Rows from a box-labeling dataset
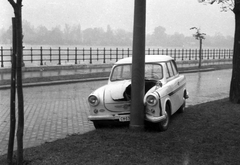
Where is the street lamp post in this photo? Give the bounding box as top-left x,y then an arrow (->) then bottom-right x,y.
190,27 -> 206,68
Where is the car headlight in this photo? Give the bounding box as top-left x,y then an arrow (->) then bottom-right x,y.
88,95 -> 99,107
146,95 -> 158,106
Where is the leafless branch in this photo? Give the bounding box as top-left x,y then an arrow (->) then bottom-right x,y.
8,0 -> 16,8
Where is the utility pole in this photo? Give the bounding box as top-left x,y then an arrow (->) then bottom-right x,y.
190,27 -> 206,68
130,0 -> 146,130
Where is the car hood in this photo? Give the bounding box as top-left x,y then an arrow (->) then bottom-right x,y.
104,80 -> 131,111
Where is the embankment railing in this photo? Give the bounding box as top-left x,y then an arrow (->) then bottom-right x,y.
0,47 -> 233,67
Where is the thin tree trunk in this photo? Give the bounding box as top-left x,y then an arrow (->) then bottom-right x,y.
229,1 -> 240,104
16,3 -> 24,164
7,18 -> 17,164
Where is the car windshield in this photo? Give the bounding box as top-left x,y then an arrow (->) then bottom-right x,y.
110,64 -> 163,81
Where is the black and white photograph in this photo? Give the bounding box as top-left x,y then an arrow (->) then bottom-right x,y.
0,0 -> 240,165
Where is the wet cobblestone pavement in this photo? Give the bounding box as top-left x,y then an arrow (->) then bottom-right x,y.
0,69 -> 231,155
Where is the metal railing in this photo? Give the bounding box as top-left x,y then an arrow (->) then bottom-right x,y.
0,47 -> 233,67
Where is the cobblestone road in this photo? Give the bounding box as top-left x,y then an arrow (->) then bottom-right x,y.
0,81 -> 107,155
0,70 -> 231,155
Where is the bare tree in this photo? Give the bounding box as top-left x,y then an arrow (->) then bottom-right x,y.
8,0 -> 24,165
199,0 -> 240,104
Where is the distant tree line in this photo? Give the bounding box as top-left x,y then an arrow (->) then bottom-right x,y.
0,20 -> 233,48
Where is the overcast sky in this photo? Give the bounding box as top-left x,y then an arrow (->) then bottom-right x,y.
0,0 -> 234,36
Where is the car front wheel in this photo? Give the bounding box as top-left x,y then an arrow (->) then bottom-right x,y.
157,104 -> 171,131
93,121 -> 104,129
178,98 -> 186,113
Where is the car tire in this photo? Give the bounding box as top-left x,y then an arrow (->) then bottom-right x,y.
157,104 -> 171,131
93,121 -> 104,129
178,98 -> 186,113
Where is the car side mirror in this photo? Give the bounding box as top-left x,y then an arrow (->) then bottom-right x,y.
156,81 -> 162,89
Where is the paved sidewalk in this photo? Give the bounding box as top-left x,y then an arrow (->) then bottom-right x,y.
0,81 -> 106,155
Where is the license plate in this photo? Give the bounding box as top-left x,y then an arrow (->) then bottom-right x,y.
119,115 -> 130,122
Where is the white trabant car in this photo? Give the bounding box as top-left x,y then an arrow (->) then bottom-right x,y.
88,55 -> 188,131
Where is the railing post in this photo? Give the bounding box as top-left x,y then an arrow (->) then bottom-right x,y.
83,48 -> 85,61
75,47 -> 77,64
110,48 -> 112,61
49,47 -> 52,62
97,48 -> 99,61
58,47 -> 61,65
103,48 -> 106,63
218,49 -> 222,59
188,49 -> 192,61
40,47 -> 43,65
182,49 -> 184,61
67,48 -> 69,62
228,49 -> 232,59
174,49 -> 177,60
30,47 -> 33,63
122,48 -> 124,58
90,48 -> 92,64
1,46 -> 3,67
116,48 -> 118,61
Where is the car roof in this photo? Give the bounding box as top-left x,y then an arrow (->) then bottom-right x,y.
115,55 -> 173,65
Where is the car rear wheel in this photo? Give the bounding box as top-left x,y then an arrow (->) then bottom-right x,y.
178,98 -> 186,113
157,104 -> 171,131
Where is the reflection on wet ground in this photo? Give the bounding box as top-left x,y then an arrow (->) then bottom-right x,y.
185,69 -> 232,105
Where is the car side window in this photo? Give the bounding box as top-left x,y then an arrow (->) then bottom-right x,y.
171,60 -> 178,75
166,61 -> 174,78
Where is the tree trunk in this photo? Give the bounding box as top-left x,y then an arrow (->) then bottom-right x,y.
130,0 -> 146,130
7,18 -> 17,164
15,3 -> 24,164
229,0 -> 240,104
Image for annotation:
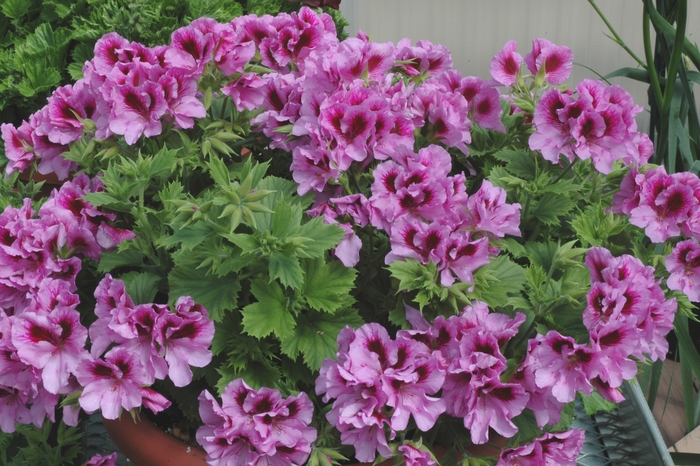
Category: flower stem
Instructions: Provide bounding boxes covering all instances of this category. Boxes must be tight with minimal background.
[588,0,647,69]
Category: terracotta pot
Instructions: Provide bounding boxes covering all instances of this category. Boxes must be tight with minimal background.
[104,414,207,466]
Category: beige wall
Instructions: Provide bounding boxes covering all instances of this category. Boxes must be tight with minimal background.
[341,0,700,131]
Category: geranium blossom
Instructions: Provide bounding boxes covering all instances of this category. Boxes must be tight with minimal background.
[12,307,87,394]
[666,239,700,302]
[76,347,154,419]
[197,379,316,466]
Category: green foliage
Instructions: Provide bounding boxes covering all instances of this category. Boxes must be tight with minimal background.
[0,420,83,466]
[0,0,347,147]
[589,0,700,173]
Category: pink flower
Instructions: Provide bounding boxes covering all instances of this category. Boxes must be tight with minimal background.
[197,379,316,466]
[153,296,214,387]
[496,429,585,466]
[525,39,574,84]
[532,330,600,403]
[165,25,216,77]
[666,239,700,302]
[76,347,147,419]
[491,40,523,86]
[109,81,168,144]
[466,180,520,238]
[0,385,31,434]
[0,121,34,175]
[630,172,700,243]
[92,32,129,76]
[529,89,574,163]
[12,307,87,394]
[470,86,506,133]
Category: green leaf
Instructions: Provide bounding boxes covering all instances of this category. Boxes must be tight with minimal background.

...

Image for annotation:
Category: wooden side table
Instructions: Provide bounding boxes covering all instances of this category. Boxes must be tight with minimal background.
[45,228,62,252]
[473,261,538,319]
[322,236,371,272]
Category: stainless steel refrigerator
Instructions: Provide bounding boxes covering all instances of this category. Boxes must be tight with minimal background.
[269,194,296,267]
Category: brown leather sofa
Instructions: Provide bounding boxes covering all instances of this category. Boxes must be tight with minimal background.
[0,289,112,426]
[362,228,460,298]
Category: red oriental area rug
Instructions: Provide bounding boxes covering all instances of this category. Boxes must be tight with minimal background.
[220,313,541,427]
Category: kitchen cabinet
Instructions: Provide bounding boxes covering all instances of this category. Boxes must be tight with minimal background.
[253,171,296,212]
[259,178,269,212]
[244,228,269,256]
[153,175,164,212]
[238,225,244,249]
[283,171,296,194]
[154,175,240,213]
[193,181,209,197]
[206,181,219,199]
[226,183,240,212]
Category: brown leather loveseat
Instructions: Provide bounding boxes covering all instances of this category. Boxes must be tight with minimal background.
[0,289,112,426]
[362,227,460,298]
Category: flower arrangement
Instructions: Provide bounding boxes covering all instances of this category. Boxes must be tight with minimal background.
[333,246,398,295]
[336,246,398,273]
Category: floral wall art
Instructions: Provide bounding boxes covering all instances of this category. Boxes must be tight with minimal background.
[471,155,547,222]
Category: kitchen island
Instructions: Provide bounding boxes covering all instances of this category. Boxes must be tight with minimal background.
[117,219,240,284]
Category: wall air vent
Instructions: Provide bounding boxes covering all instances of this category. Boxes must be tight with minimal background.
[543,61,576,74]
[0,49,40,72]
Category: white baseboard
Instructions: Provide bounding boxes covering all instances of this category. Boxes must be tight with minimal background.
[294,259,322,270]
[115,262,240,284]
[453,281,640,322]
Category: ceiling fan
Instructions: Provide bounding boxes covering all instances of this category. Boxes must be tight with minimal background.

GOAL. Can you retype everything in the records from the line containing "Where is the street" down to the line containing "8,0 -> 16,8", including both of those lines, without changing anything?

COMPLETE OUTPUT.
Where is the street lamp post in this photo? Give the bounding box as top-left x,y then an arrow (->) then bottom-right x,y.
190,27 -> 206,68
Where is the car headlight in this photo? Give the bounding box as top-left x,y then an arrow (->) then bottom-right x,y.
88,95 -> 99,107
146,95 -> 158,106
Where is the leafless branch in this photo? Give the bounding box as top-left x,y then an arrow (->) then bottom-right x,y.
8,0 -> 16,8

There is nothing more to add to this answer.